Task
Copying each record below exactly is the whole task.

(Saved entries)
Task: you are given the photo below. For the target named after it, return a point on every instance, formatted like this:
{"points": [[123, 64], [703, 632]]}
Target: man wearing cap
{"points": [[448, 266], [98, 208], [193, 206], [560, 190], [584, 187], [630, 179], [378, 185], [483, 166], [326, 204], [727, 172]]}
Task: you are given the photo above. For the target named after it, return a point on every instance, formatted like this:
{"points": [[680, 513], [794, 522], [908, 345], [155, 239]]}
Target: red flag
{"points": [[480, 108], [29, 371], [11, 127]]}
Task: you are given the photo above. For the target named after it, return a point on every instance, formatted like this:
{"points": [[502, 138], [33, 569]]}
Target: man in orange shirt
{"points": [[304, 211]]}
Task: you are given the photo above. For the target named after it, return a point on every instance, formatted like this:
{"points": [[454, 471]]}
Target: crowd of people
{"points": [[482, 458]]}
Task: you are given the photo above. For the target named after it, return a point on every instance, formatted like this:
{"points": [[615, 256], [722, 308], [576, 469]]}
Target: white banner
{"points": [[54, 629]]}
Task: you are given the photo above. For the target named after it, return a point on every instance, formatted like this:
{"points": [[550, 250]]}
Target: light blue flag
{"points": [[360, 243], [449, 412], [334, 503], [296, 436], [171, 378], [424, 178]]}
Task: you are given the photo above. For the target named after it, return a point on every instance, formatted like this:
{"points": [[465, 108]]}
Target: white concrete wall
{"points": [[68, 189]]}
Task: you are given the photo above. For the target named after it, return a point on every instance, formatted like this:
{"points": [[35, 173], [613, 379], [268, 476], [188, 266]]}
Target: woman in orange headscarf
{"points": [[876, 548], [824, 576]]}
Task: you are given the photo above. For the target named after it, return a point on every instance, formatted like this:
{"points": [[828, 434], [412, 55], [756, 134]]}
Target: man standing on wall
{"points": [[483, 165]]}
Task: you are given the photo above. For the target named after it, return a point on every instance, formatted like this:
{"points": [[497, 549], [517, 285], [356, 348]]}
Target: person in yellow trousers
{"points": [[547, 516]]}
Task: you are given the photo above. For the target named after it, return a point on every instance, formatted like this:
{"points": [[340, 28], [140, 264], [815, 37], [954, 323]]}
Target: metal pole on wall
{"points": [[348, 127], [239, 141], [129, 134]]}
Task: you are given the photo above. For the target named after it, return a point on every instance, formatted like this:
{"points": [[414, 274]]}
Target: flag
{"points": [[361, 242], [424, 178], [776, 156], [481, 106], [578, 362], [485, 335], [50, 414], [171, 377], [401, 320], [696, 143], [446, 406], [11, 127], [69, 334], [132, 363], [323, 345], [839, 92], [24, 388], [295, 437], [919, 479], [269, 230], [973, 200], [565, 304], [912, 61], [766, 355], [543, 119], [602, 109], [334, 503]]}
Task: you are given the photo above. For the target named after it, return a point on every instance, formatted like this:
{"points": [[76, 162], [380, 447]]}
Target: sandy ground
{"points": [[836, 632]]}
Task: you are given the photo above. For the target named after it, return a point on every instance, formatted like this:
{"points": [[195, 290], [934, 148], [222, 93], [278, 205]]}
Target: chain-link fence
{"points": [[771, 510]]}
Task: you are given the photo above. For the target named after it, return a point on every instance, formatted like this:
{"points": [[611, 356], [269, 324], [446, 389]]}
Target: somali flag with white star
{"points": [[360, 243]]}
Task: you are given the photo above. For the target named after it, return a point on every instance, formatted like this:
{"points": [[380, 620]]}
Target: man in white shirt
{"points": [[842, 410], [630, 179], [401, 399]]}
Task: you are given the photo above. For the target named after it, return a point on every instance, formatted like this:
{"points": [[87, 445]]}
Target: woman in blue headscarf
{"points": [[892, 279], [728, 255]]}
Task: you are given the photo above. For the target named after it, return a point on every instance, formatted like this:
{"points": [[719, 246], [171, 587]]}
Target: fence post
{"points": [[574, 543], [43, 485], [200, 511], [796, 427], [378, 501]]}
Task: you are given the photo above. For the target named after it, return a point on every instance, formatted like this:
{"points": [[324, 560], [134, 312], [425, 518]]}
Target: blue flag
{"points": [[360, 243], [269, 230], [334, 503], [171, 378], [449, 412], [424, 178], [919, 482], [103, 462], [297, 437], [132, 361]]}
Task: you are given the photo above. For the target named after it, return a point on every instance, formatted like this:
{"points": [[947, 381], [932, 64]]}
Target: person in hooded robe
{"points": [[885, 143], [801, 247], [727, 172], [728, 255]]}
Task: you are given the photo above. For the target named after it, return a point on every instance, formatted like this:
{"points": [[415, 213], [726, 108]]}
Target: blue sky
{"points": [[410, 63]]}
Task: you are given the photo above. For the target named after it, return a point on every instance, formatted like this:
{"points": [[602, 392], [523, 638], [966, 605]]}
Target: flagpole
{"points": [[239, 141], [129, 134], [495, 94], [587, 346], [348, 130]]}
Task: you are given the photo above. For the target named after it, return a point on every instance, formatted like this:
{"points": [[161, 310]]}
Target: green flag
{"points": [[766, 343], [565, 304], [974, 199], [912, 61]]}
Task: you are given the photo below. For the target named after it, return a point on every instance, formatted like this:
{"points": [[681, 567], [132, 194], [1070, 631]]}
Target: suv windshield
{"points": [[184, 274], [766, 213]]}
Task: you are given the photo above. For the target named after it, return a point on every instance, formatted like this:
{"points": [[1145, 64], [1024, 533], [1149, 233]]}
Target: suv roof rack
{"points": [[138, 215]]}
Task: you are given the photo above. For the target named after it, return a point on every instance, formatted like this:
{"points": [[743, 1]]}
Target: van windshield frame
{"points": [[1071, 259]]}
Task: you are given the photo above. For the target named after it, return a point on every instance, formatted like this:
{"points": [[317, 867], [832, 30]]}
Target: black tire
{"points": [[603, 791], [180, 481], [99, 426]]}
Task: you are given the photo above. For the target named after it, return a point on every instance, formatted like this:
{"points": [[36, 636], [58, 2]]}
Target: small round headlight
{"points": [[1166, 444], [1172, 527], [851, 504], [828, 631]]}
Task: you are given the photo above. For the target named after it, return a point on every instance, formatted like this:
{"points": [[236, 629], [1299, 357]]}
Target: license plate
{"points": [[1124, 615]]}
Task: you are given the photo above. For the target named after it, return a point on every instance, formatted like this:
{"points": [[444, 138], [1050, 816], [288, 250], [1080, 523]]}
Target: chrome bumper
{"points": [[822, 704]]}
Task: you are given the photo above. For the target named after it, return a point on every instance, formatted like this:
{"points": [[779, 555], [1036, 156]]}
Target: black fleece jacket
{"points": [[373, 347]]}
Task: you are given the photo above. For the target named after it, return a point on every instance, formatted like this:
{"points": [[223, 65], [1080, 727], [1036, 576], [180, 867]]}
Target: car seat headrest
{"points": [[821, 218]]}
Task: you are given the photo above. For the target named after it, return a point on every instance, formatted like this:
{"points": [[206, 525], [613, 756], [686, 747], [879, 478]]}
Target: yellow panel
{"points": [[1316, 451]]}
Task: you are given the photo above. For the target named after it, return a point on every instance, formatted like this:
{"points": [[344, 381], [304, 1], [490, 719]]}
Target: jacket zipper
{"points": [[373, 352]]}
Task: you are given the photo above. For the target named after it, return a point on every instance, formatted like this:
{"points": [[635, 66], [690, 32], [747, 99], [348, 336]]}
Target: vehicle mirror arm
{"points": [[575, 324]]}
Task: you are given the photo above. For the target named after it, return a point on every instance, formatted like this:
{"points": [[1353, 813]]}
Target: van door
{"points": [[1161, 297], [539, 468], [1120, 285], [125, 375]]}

Solution below
Task: you are given the photo below. For the target named after it, return a point on every instance, formatted like this:
{"points": [[123, 64], [703, 632]]}
Target: man wearing cap
{"points": [[448, 266], [98, 208], [193, 206], [560, 190], [584, 187], [630, 179], [378, 185], [483, 166], [326, 204], [727, 172]]}
Task: you are given the photo above. For the target named after it, return a point on every instance, formatted like this:
{"points": [[680, 513], [794, 522], [908, 345], [155, 239]]}
Target: red flag
{"points": [[480, 108], [29, 371], [11, 127]]}
Task: you are given the photo above. For the target named after it, return a point on every instance, formatted like this:
{"points": [[502, 138], [33, 569]]}
Target: man in orange shirt
{"points": [[304, 211]]}
Task: you are given the photo above. For the target named after it, return a point on every instance, formatted like this:
{"points": [[454, 471]]}
Target: crowd of people
{"points": [[482, 458]]}
Task: you are given the photo above. For the target named after it, return a point on every instance, formatted like this:
{"points": [[615, 256], [722, 308], [576, 469]]}
Target: white banner
{"points": [[54, 629]]}
Task: you are given the photo above. For the target named after it, return a point on every instance, formatted like this:
{"points": [[550, 250]]}
Target: light blue flag
{"points": [[360, 243], [449, 412], [334, 503], [296, 436], [171, 378], [424, 178]]}
Task: you are given the photo above. For the target named after it, return a point on every instance, formatted like this:
{"points": [[465, 108]]}
Target: white concrete wall
{"points": [[68, 189]]}
Task: you are given the photo above. For the target named after it, return a point on every instance, formatted like this:
{"points": [[35, 173], [613, 379], [268, 476], [188, 266]]}
Target: woman in orange headscarf
{"points": [[876, 548], [824, 576]]}
Task: you are given the photo above. For the target named after it, return a point on every instance, formatted like this:
{"points": [[828, 434], [412, 55], [756, 134]]}
Target: man standing on wall
{"points": [[483, 165]]}
Task: you are given the photo above. For the target named after it, return a point on every instance, formatted like this:
{"points": [[497, 549], [517, 285], [356, 348]]}
Target: person in yellow trousers
{"points": [[547, 516]]}
Task: you are given the photo above. For the target named after it, return a point on every instance, formatted like this:
{"points": [[340, 28], [140, 264], [815, 37], [954, 323]]}
Target: metal pole on wall
{"points": [[348, 127], [239, 141], [129, 134]]}
Task: you are given the photo above. For the target named after it, return a point on every instance, formatted like this:
{"points": [[414, 274]]}
Target: flag
{"points": [[361, 242], [424, 178], [776, 156], [481, 106], [578, 362], [485, 335], [50, 414], [171, 377], [401, 320], [696, 143], [446, 406], [11, 127], [69, 334], [132, 363], [323, 345], [839, 92], [24, 388], [295, 437], [919, 479], [269, 230], [973, 200], [565, 304], [912, 61], [766, 355], [543, 119], [602, 109], [334, 503]]}
Task: you are given the photo above. For the target named after it, return a point on every instance, formatted like this:
{"points": [[76, 162], [380, 447]]}
Target: sandy ground
{"points": [[836, 632]]}
Task: you are given the photo above. For the target named after it, return a point on every instance, formatted like this:
{"points": [[195, 290], [934, 148], [222, 93], [278, 205]]}
Target: chain-link fence
{"points": [[771, 510]]}
Task: you are given the photo above. For the target named after it, return a point on every instance, formatted like this:
{"points": [[611, 356], [269, 324], [446, 389]]}
Target: somali flag with white star
{"points": [[360, 243]]}
Task: you are given the photo above. For the target named after it, return a point on every instance, formatted like this:
{"points": [[380, 620]]}
Target: man in white shirt
{"points": [[842, 410], [630, 179], [401, 399]]}
Task: you are given the photo above. For the target named after it, return a point on every instance, formatted like this:
{"points": [[87, 445]]}
Target: woman in blue headscarf
{"points": [[892, 279], [728, 255]]}
Task: you are given the photo above. For the target named after it, return a point on every instance, formatted like this:
{"points": [[719, 246], [171, 587]]}
Target: fence post
{"points": [[574, 543], [43, 485], [200, 511], [796, 427], [378, 501]]}
Task: you are given the photo above. For the target named after it, return a point on every instance, formatted like this:
{"points": [[324, 560], [134, 312], [425, 518]]}
Target: blue flag
{"points": [[360, 243], [269, 230], [334, 503], [171, 378], [449, 412], [424, 178], [919, 482], [103, 462], [297, 437], [132, 361]]}
Task: you are given the photo above. For the target named after it, return a point on every instance, formatted like this:
{"points": [[947, 381], [932, 64]]}
Target: person in hooded robe
{"points": [[885, 143], [801, 247], [727, 172], [728, 255]]}
Task: you are given the photo above. For the target named after it, return a point on every instance, formatted like this:
{"points": [[415, 213], [726, 108]]}
Target: blue sky
{"points": [[410, 63]]}
Task: you are given the photo above. For the target named after it, return a point on every instance, formatted like this:
{"points": [[602, 392], [523, 638], [966, 605]]}
Target: flagpole
{"points": [[239, 141], [129, 134], [495, 94], [587, 346], [348, 130]]}
Task: you are given the photo above. For the target named after it, return a point on every instance, formatted like this:
{"points": [[161, 310]]}
Target: green flag
{"points": [[766, 343], [565, 304], [974, 199], [912, 61]]}
Task: you are given the photo below. For the target named after it, return a point on every instance, formatted like this:
{"points": [[681, 567], [132, 194], [1070, 631]]}
Target: suv windshield
{"points": [[184, 274], [766, 213]]}
Task: you are given the photo above. For the target named after it, return a point on every instance, formatted like this:
{"points": [[1145, 64], [1024, 533], [1149, 233]]}
Target: suv roof rack
{"points": [[138, 215]]}
Task: you are given the photo above. For the target named after it, return a point on every instance, formatted like this:
{"points": [[743, 1]]}
Target: van windshield frame
{"points": [[1071, 259]]}
Task: you are given the photo above. For the target named after it, return a point on every instance, formatted like this:
{"points": [[317, 867], [832, 30]]}
Target: black tire
{"points": [[603, 791], [180, 481], [99, 426]]}
Task: you are given the photo above. For the target named after it, return a point on every instance, formatted like this:
{"points": [[36, 636], [58, 2]]}
Target: small round headlight
{"points": [[1166, 444], [1172, 527], [851, 504], [828, 631]]}
Task: you are given the photo above. For the target named after it, return a point on every instance, formatted like this:
{"points": [[236, 629], [1299, 357]]}
Target: license plate
{"points": [[1124, 615]]}
Task: you are given the photo above. For the target named after it, return a point on every instance, formatted like this:
{"points": [[444, 138], [1050, 816], [288, 250], [1080, 523]]}
Target: chrome bumper
{"points": [[822, 704]]}
Task: you are given the photo above. For the target named after it, return a point on every instance, formatted like this:
{"points": [[779, 555], [1036, 156]]}
Target: black fleece jacket
{"points": [[373, 347]]}
Task: you are given the photo above. For the target named after it, return a point on every instance, formatted like this:
{"points": [[223, 65], [1080, 727], [1036, 576], [180, 867]]}
Target: car seat headrest
{"points": [[821, 218]]}
Task: you are given the photo above. For the target named after it, return a point on every instance, formatted like this:
{"points": [[206, 525], [613, 756], [686, 747], [879, 478]]}
Target: yellow panel
{"points": [[1316, 451]]}
Task: you are given the photo above. For the target named after it, return a point on every instance, formatted like this:
{"points": [[344, 381], [304, 1], [490, 719]]}
Target: jacket zipper
{"points": [[373, 352]]}
Task: you are given the photo above. For the target named after it, return a point on every instance, formatted like this:
{"points": [[635, 66], [690, 32], [747, 99], [348, 336]]}
Target: vehicle mirror arm
{"points": [[575, 324]]}
Task: you are given the photo above. For the target named after it, return a point on every instance, formatted like this:
{"points": [[1353, 813]]}
Target: van door
{"points": [[1161, 297], [539, 468], [1120, 285], [125, 375]]}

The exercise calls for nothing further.